__WHAT THE TASK REQUIRES__
According to the article on the 2004 Dan Snyder interview, at which restaurant was the interview taped?

__DOCUMENT TEXT__
News & Politics

Vintage Dan Snyder: A Rare Interview With the Redskins Owner From 2004

Joe Gibbs was the new coach, and the team name was in question.

Redskins owner Dan Snyder and head coach Mike Shanahan at the recent “welcome home” luncheon for the team. Photograph by Carol Ross Joynt.

In the early years of
Dan Snyder’s ownership of the Washington Redskins, he was more talkative than he is now—at least
with the media. The comments here are from September 2004, about six years after he
bought the team from the heirs of Jack Kent Cooke, who died in 1997. Snyder called
his ownership a dream come true. The interview took place just after the NFL season
had begun and the Skins’ “new” head coach was returning legend and local hero Joe
Gibbs. Snyder wooed the Hall of Famer out of football retirement, hoping the magic
would still be there from the era when he guided the team to three Super Bowl titles.
In a surprise move, Gibbs retired from the team in January of 2008, citing family
reasons, returning to his successful ownership of a NASCAR team.

There’s been only one other coach between Gibbs and current head coach Mike Shanahan:
Jim Zorn, who lasted only two seasons. In all there have been 27 Redskins coaches,
seven of them under Snyder.

The half-hour interview was for a television interview program I host,
The Q&A Cafe, and was taped at Nathans restaurant in Georgetown at lunchtime in front of an audience.
All that remains is an audio recording. It’s an interesting glimpse at Snyder at that
point in time—talkative and filled with optimism about Gibbs. The interview also reflects
his passion for his team and touches on the question of the team name, still an issue
today. Here are some highlights:

On his love of the Redskins:

I have been a Redskins fan since I was 6 years old. My dad took me to my first game,
and we walked into the stadium and it was spectacular. I just said, “Wow, this is
great,” and fell in love with the Redskins. I never really intended to buy the team,
but . . . when I saw it was for sale . . . I said, “I’ll do that. That sounds good.”
And that’s what I did. I wasn’t looking to own a sports team. I wasn’t looking to
own a stadium. I was just looking to, wow, live my childhood dream.

The Redskins are my greatest passion.

On his first time in the owners’ box:

After I bought the team. I was on the wait list [for seats]. My wife framed my wait
list. It’s in my office. It’s really expensive.

On Joe Gibbs:

I tried to get him when I first bought the club. No one knows we had a meeting at
my house. I tried feverishly to get him to join and come back. He said, “It’s June.
How can I do anything? What would I do?” I said, “No, no, I need you.” We became good
friends and stayed in touch. Many a time I went down and visited and watched some
NASCAR. He’s done such a wonderful job there. Everything he touches turns to gold.
He’s a very special person to me and to my family. I think to all of us in Washington
he is more popular than the President, and deservedly so.

__Entries from a pointing dataset__

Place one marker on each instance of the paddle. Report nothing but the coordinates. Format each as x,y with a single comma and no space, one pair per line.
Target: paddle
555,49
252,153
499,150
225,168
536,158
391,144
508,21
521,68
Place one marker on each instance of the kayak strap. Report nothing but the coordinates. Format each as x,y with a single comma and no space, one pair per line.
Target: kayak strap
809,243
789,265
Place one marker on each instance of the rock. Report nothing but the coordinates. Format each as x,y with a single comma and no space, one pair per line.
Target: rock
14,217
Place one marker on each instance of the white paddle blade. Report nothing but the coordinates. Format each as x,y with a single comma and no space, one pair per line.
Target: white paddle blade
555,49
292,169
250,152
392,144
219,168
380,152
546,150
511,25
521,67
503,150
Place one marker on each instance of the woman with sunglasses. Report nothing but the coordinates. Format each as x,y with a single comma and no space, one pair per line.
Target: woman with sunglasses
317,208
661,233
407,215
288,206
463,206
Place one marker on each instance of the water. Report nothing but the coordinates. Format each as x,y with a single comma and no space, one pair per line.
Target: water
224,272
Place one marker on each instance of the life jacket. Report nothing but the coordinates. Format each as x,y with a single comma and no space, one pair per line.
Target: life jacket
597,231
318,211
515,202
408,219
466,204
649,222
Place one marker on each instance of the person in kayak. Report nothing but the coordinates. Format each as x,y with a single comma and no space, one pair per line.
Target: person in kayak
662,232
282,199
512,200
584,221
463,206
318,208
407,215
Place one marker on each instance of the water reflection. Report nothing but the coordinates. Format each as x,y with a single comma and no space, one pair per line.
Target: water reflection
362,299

__EXERCISE RESULT__
Nathans restaurant in Georgetown.